**WORK ITEM**
Only the text of the records below belongs in the answer, copied exactly, with pictures omitted.

**EXERCISE DATA**
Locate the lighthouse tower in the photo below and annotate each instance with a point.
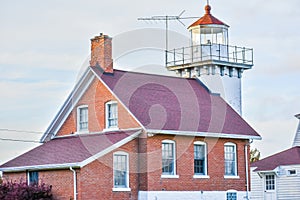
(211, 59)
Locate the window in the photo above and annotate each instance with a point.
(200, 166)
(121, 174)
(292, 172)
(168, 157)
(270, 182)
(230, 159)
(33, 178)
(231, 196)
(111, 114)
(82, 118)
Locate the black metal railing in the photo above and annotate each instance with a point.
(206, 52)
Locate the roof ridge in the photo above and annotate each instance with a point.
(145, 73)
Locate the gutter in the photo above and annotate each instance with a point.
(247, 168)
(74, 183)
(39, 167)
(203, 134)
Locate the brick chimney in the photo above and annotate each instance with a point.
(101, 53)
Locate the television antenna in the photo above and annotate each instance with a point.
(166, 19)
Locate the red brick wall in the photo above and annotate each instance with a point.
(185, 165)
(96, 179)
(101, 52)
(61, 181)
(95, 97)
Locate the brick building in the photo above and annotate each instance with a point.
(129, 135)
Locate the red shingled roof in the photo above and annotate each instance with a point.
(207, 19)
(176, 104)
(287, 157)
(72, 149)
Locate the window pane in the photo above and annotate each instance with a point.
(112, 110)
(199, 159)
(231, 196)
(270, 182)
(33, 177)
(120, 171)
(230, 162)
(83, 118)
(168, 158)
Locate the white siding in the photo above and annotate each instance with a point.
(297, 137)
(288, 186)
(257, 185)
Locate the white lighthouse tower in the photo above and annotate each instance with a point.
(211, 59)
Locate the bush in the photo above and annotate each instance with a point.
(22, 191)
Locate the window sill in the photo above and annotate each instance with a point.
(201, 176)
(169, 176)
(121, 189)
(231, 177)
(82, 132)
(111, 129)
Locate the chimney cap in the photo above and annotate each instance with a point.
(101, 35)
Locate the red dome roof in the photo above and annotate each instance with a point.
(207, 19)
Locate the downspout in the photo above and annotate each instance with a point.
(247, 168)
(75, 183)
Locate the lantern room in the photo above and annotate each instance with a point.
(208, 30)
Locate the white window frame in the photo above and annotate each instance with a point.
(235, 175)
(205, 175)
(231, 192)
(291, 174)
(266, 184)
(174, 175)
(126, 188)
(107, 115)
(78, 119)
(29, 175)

**RESPONSE TO THIS TASK**
Locate the lighthouse tower in the photo below and annotate each instance with a point.
(211, 59)
Locate the window in the photo above and annotate each instance with a point.
(200, 166)
(121, 174)
(292, 172)
(168, 157)
(270, 182)
(230, 159)
(33, 178)
(231, 196)
(111, 114)
(82, 118)
Locate the black metal railing in the photo above and annotate each instance with a point.
(206, 52)
Locate the roof ridge in the photo above and annotate each instance with a point.
(145, 73)
Locate the gutter in the photo above and annotate each instance with a point.
(247, 168)
(74, 183)
(39, 167)
(203, 134)
Locate the brick chimney in the photo above and annotate each instance with a point.
(101, 53)
Locate the television antenna in the photo above and annotate each instance with a point.
(166, 19)
Locate the red brick wall in the photo above and annotate each instance with a point.
(185, 165)
(96, 179)
(101, 52)
(61, 181)
(95, 97)
Locate the brick building in the photo above and annotate each instance with a point.
(129, 135)
Locate the red shingled roof in the photo above and annotate each instance with a point.
(207, 19)
(176, 104)
(287, 157)
(72, 149)
Locate the window pane in the photo above and annotate each instance with a point.
(112, 110)
(199, 159)
(231, 196)
(270, 182)
(33, 177)
(120, 171)
(230, 162)
(83, 118)
(168, 158)
Locate the white siding in the photo above and annotate each instance with a point.
(297, 137)
(288, 186)
(257, 185)
Locate the white lighthouse tower in the photo above and annotate each instance with a point.
(211, 59)
Locate the bush in the photo above and annotate each instance with a point.
(22, 191)
Locate the window sill in the photo above and annotate each instance with a point.
(201, 176)
(169, 176)
(121, 189)
(231, 177)
(82, 132)
(111, 129)
Locate the chimney cap in the photo above and annotate each instance with a point.
(101, 35)
Locate the red dome roof in the photo above and annotate each instance with a point.
(207, 19)
Locate the downspout in the photo above and annotate each instance with a point.
(247, 168)
(75, 183)
Locate the lantern room in the photo above and annotate each instance with a point.
(208, 30)
Locate the white window frame in the photo above and annotate each instance with a point.
(235, 175)
(205, 175)
(231, 192)
(291, 174)
(266, 184)
(174, 175)
(126, 188)
(107, 115)
(78, 119)
(29, 175)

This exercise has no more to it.